La fotosíntesis marina

El 50% de la fotosíntesis se produce en los mares. «La cuestión es conocer el límite de almacenamiento de CO2 en el mar, qué parte del CO2 disuelto en los océanos puede ser fijada por el fitoplancton», apunta en la cubierta del Hespérides Natalia González, asturiana, 39 años, bióloga de la Universidad Rey Juan Carlos de Madrid y una de los 400 científicos que participan en la Expedición Malaspina, la mayor empresa de investigación oceanográfica de la historia de España. La misión, que culminará en julio la circunnavegación del planeta, lleva enrolado a EL PERIÓDICO en su tercera etapa, que cruza el Índico entre Ciudad del Cabo (Suráfrica) y Perth (Australia).

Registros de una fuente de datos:
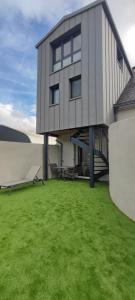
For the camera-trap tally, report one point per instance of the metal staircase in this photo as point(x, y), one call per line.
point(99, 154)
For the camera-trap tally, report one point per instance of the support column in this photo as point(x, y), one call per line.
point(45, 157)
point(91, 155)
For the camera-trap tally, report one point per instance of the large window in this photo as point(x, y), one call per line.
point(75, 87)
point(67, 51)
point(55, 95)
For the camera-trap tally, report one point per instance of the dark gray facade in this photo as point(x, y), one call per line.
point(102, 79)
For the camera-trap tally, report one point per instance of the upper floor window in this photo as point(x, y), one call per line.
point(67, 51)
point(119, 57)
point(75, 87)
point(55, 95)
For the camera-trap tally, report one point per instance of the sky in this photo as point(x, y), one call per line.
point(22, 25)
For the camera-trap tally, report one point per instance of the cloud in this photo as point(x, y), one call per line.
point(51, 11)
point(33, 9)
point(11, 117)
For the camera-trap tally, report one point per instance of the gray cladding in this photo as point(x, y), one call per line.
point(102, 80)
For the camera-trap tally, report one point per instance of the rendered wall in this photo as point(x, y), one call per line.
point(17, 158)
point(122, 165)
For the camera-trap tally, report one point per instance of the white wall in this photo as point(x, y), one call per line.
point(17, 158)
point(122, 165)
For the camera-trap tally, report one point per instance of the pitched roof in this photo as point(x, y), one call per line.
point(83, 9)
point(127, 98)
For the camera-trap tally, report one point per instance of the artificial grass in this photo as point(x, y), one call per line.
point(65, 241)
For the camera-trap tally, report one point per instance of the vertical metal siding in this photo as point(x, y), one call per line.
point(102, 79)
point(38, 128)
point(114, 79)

Qué se pide:
A. Enumera todos los países que se mencionan en el extracto.
B. Copia del extracto el fragmento que empieza con "La fotosíntesis marina" y llega hasta "y Perth (Australia).", sustituyendo "fitoplancton" por "zooplancton".
Los registros no hacen falta para resolver el ejercicio.

Respuestas numeradas:
A. España, Suráfrica, Australia

B.
La fotosíntesis marina

El 50% de la fotosíntesis se produce en los mares. «La cuestión es conocer el límite de almacenamiento de CO2 en el mar, qué parte del CO2 disuelto en los océanos puede ser fijada por el zooplancton», apunta en la cubierta del Hespérides Natalia González, asturiana, 39 años, bióloga de la Universidad Rey Juan Carlos de Madrid y una de los 400 científicos que participan en la Expedición Malaspina, la mayor empresa de investigación oceanográfica de la historia de España. La misión, que culminará en julio la circunnavegación del planeta, lleva enrolado a EL PERIÓDICO en su tercera etapa, que cruza el Índico entre Ciudad del Cabo (Suráfrica) y Perth (Australia).